=== Problems to work on ===
1 - In the thread on conductors' instruments, why does the opening post ask that Ashkenazy and Zukerman be left out? Answer in one to three sentences.
2 - Continue the forum thread about conductors' instruments, starting right after the last quoted line.

=== Text extract ===
-- Start --
# Famous conductors/instruments



## Chi_townPhilly

A while back, I recognized that the primary instrument of famous (and probably not so famous) conductors is the piano. There are more examples of this than can easily be summarized: Solti, Karajan, Bernstein, Barenboim, Eschenbach, Previn [etc., etc., etc.].

However, after we move on from piano, what are the _next_ most well-represented instruments amongst prominent conductors? Eugene Ormandy and Neville Marriner were violinists. Frederick Stock is not the only violist to ascend to the podium, Toscanini (I seem to recall) was a cellist, and Leopold Stokowski played pipe organ. Would anyone care to contribute other examples of this? How do you feel about Ormandy's contention that you can sense former pianists' "percussiveness" in their conducting?

P.S.: Not to slight the accomplishments of Ashkenazy or Zukerman, but I would prefer to keep this conversation in the direction of those musicians who achieved their greatest fame as conductors.


----------



## opus67

Karajan was also a (part-time) pianist! 

Pinnock with the Harpsichord

Mozart and Beethoven. 



> P.S.: Not to slight the accomplishments of Ashkenazy or Zukerman, but I would prefer to keep this conversation in the direction of those musicians who achieved their greatest fame as conductors.


So I guess Slava is out. 
Menuhin and his Bath Festival Orchestra


----------



## david johnson

fritz reiner, timps
gerard schwarz, trumpet

dj


----------



## Chi_townPhilly

opus67 said:


> Karajan was also a (part-time) pianist!





Chi_town/Philly said:


> There are more examples of this than can easily be summarized: Solti, *Karajan* (emphasis added)...


I must've stuttered (just kidding )


david johnson said:


> fritz reiner, timps


I did not know that! Good add.


david johnson said:


> gerard schwartz, trumpet


I knew that, but escaped my initial net. Another righteous add.

The next wave of research showed that we can add Bernard Haitink to the "violin" column. I knew that Stock couldn't have been the only violist. He is hereby joined by Carlo-Maria Giulini.


opus67 said:


> So I guess Slava is out.
> Menuhin and his Bath Festival Orchestra


Possible alternate thread... instrumental virtuosos who have done creditably on the podium. If you build it, I will come.


----------



## david johnson

guido sarducci, bagpipes


----------



## Manuel

Zubin Mehta: double bass (I think he can be seen playing Schubert's Trout quintet with DuPré and Barenboim)
Lorin Maazel: violin. He conducts and plays the violin in the first Danse Macabre I ever listened


----------



## Edward Elgar

Personally, I hate it when great instrumentalists think that because they are virtuosos, they are automatically world-class conductors.


----------



## Manuel

Edward Elgar said:


> Personally, I hate it when great instrumentalists think that because they are virtuosos, they are automatically world-class conductors.


And what if they prove they are world-class conductors?

Dmitri Mitropoulos was a pianist. He recorded Prokofiev's third concert, as soloist and conductor at the same time.


----------



## oisfetz

So were Bruno Walter, Evgeni Svetlanov and others.


----------



## Chi_townPhilly

Edward Elgar said:


> Personally, I hate it when great instrumentalists think that because they are virtuosos, they are automatically world-class conductors.
-- End --
=== Stored data ===
-- Start --
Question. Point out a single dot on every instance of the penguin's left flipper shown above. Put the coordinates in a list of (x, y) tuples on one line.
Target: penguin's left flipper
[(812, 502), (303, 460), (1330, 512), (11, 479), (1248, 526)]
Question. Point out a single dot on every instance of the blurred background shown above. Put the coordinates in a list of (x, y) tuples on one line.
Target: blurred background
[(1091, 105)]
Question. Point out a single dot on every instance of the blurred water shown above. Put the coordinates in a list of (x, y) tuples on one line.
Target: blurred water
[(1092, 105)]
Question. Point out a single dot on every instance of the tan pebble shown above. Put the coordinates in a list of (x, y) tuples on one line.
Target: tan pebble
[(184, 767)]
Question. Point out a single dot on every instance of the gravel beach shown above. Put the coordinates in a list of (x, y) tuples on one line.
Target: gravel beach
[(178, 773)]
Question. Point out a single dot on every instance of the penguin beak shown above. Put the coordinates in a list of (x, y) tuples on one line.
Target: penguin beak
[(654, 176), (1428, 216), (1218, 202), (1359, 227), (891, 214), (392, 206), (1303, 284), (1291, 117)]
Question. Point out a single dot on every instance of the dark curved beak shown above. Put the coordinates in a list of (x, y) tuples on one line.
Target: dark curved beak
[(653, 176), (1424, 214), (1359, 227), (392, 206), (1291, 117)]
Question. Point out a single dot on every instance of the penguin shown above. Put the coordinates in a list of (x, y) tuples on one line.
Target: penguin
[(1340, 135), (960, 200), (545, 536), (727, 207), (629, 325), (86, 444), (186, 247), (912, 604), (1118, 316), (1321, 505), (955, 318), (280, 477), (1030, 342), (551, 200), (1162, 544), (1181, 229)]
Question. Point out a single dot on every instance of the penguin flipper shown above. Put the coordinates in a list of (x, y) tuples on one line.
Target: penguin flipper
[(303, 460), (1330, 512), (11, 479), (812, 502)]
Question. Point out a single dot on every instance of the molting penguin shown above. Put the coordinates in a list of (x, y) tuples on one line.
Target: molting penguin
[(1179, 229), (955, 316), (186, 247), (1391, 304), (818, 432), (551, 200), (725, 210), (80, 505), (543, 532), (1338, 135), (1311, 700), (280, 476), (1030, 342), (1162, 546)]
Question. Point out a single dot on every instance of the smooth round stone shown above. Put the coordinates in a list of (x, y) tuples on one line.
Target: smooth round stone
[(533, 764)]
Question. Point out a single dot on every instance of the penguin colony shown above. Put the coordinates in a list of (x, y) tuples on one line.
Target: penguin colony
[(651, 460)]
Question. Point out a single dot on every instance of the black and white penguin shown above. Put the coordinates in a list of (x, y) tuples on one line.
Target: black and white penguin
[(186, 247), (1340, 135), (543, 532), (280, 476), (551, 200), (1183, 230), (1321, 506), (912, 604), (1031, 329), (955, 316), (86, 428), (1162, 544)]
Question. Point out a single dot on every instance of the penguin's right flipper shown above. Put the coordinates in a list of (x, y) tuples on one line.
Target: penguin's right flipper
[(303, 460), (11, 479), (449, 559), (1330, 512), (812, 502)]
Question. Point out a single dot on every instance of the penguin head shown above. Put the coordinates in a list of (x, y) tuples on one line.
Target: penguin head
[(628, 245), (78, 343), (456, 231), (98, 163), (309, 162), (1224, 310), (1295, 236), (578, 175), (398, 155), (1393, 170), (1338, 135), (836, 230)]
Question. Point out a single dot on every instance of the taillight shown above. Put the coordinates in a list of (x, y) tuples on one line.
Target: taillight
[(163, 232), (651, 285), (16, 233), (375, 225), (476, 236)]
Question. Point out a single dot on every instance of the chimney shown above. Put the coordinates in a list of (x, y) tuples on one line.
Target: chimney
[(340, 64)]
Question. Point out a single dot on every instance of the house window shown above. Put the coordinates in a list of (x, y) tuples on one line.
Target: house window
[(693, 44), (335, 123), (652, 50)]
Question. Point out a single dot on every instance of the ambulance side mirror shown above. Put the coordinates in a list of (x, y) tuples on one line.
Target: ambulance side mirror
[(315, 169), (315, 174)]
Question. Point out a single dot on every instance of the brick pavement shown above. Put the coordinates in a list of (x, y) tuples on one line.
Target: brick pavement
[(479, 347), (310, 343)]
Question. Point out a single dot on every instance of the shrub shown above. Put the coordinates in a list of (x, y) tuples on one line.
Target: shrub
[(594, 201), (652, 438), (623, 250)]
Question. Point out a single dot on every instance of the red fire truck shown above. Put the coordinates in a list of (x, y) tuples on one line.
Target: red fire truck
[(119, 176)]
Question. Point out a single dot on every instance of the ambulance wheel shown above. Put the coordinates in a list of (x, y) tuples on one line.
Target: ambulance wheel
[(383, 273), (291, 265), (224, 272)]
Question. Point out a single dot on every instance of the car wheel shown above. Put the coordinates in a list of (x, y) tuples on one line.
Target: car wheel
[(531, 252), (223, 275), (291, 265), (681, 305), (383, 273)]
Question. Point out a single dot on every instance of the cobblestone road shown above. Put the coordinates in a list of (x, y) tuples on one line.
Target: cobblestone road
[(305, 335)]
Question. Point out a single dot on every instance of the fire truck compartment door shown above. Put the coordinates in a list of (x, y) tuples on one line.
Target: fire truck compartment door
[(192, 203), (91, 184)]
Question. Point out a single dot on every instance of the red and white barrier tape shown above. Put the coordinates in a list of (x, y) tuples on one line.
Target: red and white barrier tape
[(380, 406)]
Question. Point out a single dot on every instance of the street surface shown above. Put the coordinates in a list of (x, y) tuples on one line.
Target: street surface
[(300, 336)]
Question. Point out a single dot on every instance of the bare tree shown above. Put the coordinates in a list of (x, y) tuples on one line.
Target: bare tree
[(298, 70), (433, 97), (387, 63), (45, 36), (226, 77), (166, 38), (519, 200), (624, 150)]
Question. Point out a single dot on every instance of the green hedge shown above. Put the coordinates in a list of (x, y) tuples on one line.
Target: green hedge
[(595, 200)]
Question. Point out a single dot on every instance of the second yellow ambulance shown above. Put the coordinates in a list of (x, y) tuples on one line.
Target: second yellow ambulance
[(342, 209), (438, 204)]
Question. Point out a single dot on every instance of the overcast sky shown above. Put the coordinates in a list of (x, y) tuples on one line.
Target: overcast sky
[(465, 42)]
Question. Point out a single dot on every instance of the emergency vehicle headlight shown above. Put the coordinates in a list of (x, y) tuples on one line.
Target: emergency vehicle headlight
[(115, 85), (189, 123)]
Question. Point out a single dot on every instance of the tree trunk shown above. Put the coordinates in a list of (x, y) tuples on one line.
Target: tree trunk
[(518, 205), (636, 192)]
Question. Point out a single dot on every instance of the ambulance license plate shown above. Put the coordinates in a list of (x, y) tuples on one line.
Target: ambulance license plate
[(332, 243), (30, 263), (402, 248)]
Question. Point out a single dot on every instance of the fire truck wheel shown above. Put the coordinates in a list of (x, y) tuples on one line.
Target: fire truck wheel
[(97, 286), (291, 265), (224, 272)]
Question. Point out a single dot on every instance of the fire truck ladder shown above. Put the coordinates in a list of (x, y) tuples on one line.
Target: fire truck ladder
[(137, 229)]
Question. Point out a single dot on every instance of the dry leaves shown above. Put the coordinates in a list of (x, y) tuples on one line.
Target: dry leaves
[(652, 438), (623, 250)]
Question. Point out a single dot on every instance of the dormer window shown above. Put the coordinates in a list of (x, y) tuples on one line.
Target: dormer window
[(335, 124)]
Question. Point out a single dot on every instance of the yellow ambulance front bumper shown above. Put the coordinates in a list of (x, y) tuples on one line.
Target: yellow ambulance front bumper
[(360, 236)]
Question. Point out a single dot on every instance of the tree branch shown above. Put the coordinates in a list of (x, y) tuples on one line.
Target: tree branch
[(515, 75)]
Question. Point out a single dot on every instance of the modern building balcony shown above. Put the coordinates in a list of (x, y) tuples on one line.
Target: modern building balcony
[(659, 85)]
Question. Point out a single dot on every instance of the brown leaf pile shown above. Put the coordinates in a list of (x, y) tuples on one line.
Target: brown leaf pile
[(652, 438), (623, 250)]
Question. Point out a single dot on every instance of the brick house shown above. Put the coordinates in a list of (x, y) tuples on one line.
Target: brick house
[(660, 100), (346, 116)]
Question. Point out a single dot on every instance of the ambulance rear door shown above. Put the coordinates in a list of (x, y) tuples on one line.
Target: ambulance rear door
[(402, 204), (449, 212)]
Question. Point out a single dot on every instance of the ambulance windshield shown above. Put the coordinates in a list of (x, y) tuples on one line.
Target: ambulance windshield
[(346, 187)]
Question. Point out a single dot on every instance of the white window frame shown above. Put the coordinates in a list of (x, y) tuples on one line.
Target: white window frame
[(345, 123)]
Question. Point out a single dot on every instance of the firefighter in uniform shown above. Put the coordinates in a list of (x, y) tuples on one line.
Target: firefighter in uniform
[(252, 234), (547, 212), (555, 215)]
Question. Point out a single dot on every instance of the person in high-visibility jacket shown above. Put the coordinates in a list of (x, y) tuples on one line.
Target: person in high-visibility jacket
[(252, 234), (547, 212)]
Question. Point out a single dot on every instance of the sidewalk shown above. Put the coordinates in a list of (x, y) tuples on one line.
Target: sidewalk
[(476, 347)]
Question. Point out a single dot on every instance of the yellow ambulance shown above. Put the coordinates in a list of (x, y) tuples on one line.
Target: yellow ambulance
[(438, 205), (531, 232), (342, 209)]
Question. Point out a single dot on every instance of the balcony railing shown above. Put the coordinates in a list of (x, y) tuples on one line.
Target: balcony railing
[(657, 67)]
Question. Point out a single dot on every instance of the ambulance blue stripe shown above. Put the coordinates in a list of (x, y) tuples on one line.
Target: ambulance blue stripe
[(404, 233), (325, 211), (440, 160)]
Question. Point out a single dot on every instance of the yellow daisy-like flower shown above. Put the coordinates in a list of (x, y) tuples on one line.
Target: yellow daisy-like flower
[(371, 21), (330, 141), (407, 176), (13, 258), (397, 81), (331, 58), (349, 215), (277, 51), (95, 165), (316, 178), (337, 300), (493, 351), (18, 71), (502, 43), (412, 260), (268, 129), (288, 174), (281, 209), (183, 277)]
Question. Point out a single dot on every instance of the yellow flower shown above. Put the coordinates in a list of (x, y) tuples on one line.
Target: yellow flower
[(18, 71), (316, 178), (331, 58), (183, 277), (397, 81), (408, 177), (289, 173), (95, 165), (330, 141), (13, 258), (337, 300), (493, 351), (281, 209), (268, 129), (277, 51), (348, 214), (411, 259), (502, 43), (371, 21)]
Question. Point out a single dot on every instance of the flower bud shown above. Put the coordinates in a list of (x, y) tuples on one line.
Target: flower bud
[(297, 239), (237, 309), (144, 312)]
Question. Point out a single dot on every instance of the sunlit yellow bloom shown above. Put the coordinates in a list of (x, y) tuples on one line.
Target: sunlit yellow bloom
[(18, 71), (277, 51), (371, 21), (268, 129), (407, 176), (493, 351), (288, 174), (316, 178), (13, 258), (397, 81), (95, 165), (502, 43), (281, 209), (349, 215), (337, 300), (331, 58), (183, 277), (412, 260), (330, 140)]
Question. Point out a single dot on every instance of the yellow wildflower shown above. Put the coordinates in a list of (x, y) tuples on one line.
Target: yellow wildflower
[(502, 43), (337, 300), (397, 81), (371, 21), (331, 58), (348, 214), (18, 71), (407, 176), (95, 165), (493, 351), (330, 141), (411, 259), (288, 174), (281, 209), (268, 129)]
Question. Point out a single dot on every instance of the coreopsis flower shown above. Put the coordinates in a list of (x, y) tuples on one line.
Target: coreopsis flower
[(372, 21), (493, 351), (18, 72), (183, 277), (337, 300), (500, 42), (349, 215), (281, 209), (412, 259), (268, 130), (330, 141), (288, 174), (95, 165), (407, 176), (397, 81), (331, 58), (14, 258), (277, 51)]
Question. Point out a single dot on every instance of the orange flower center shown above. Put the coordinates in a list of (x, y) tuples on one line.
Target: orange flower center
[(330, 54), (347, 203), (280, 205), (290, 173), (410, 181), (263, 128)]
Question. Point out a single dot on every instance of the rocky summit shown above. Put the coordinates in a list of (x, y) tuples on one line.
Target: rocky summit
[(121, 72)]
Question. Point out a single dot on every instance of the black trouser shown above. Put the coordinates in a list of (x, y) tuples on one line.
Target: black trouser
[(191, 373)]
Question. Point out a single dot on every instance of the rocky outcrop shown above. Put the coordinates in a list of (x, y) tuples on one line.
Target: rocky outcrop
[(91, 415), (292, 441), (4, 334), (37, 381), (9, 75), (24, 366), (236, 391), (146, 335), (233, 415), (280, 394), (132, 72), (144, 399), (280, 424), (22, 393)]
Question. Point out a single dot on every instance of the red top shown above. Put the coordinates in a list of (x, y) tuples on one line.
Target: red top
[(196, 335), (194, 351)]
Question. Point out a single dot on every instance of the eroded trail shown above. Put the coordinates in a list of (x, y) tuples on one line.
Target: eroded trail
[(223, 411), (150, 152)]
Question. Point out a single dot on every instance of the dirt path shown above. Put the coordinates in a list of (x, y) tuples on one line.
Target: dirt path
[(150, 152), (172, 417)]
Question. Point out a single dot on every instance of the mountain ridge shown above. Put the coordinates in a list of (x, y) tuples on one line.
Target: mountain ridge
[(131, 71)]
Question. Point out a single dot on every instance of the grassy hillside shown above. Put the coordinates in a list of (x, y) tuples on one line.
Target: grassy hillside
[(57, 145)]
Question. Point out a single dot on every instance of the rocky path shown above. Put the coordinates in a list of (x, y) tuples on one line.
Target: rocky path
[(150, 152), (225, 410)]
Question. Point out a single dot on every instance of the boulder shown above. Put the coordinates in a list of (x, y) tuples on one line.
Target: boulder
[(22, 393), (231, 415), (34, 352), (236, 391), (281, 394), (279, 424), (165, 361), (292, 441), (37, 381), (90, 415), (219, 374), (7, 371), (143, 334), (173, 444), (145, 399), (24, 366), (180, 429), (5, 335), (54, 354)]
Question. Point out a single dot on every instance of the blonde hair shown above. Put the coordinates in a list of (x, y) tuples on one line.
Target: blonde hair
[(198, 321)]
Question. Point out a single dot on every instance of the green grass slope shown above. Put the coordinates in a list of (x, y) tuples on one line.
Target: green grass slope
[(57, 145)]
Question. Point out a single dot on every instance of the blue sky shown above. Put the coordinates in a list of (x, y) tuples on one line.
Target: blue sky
-- End --
=== Per-task outputs ===
1 - The poster wants the conversation to stay on musicians who achieved their greatest fame as conductors. The post notes that this is not meant to slight those two players' accomplishments.

2 -
Possible alternate thread... instrumental virtuosos who have done not so creditably on the podium.

[I'm also grateful to the "Southern Command" for adding to this thread.]


----------



## Edward Elgar

Manuel said:


> Dmitri Mitropoulos was a pianist. He recorded Prokofiev's third concert, as soloist and conductor at the same time.


Now there is one acception to the rule - I love the Mozart Piano Concerto recordings where Daniel Barenboim plays and conducts, but Bernstein's recording of Shostakovich Concertos done in the same way are quite mediocre.

This is a strange revelation to me because I recognise Bernstein as a great conducter and Barenboim as a not-so-good conducter.


----------



## oisfetz

IMHO, Baremboin as a pianist is a mediocre conductor, and as a conductor a mediocre pianist. He new how to sell himself, and get a fame totally undeserved.


----------



## Manuel

oisfetz said:


> IMHO, Baremboin as a pianist is a mediocre conductor, and as a conductor a mediocre pianist. He new how to sell himself, and get a fame totally undeserved.


What is, specifically, what you don't like about him as instrumentalist?


----------



## oisfetz

Boresome, inexpressive,superficial.


----------



## Manuel

oisfetz said:


> Boresome, inexpressive,superficial.


Really? I like both his Mozart and Brahms. The first one because it's neat and tidy, but yet catchy. And the second because of his expressive character.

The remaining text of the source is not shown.